**Excerpted text:**
╔══
After the end of the war he returned to political life, and in the following years he supported the annexation of Fiume by Italy, albeit siding against D'Annunzio's occupation of the city, which he saw as a symptom of declining discipline in the Army. In 1919 Di Giorgio was re-elected with a right-wing list, but in 1921 he decided not to run again, disappointed by the situation in Italy, and he retired to private life for some time. On 6 February 1922 he married the English-born aristocrat Norina Whitaker.
╚══
Output the part of the text about Di Giorgio's postwar political life word for word, from the words containing "After the end" through "aristocrat Norina Whitaker.". The data that comes next is separate material, unrelated to the text above.

(Stored dataset entries)
╔══
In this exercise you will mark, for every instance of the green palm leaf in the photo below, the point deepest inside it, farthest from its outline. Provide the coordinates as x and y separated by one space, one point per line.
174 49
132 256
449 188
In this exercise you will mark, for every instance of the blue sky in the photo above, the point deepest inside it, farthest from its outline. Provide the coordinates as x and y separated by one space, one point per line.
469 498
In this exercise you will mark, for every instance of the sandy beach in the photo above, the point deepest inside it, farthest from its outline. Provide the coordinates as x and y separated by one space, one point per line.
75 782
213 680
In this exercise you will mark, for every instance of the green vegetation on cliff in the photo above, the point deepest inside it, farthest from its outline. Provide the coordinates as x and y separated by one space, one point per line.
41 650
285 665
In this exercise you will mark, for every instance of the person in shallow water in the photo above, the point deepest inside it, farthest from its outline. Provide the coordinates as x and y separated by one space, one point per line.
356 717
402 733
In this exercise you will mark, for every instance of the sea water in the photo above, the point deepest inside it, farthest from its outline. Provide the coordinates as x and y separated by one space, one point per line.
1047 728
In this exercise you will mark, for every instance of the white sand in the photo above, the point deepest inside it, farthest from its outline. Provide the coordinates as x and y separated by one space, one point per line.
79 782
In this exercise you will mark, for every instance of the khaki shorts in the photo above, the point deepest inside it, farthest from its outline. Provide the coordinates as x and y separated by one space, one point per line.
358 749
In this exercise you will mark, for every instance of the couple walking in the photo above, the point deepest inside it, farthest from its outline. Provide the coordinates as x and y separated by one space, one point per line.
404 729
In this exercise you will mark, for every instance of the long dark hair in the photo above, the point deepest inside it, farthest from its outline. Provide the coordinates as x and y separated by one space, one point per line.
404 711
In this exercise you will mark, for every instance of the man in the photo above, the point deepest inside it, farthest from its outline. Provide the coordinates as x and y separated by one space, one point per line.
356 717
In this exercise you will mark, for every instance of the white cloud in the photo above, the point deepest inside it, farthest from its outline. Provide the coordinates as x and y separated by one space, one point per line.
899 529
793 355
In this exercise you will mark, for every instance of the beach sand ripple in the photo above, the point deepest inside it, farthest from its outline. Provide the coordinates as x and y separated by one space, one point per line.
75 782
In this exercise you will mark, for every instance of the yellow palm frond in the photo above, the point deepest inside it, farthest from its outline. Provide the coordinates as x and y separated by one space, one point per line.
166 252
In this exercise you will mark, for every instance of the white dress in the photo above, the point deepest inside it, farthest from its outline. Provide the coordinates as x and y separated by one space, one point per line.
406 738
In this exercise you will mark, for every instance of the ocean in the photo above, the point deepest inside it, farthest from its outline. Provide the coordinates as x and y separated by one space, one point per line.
╚══
**Task solution:**
After the end of the war he returned to political life, and in the following years he supported the annexation of Fiume by Italy, albeit siding against D'Annunzio's occupation of the city, which he saw as a symptom of declining discipline in the Army. In 1919 Di Giorgio was re-elected with a right-wing list, but in 1921 he decided not to run again, disappointed by the situation in Italy, and he retired to private life for some time. On 6 February 1922 he married the English-born aristocrat Norina Whitaker.